As I talk to leaders and marketers in the A/E industry, either directly or when I’m speaking or attending industry events, one of the things I’m starting to notice is a sharp contrast between leading edge firms and other firms when it comes to how they approach marketing and business development. I call it the Growing Marketing Divide. The leading edge firms are having some of their best years ever. The trailing firms are participating in a slow race to bankruptcy.
The Recession and Its Responses
There was a tried and true approach to client acquisition that most A/E firms had applied for years and years. It combined a mix of tradeshow marketing, networking and relationship management to create a healthy dose of project opportunities with a clearly defined process (and team) to generate and prepare proposal responses. This model worked quite well for a long time.
It worked through all the ebbs and flows of the natural cycle of the U.S. construction industry. And, it worked fabulously during the excess glut of building that occurred in the mid-2000s. But, that artificial peak spawned a massive trough that was the Great Recession. Suddenly, this model started getting stressed. In fact, it got a lot stressed.
(For more on this, check out the webcast, Perfecting the Pivot presented by Creative Growth Group, FMI Consulting and ENR earlier this year — this graph was shared by Rusty Sherwood at FMI).
How did firms respond? A lot of firms just ratcheted it up the existing model. Dial up relational building efforts and crank up the proposal machine. They got even more serious about pursuing commodity-like work in a commodity-like way.
The leading edge firms did something entirely different. They looked at the situation sideways and said, “We’re going about this the entirely wrong way. More of the same tactics will just get us more of the same outcomes. But, those outcomes aren’t looking so attractive lately. We need a new way of thinking about this problem.”
Aspects of Marketing and Business Development in a Leading Firm
First and foremost, the principals in these leading firms recognized intuitively that the traditional model was upside down. That the market dynamics had changed. That the situation required approaching the problem from a new perspective with a new model.
========================
**Exercise task**. Copy word for word the stretch of the A/E marketing article from "(For more on" through "a commodity-like way.".

**Information provided**.
========================
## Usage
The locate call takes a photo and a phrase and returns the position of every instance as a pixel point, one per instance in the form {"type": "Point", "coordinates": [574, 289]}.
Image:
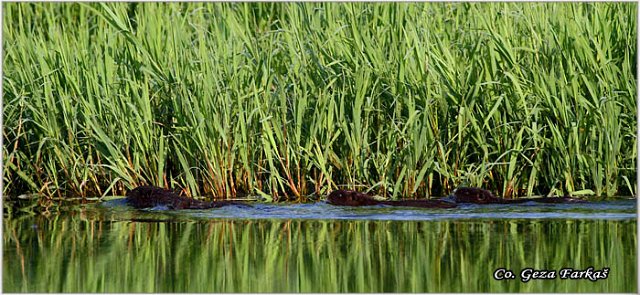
========================
**Result below**.
(For more on this, check out the webcast, Perfecting the Pivot presented by Creative Growth Group, FMI Consulting and ENR earlier this year — this graph was shared by Rusty Sherwood at FMI).
How did firms respond? A lot of firms just ratcheted it up the existing model. Dial up relational building efforts and crank up the proposal machine. They got even more serious about pursuing commodity-like work in a commodity-like way.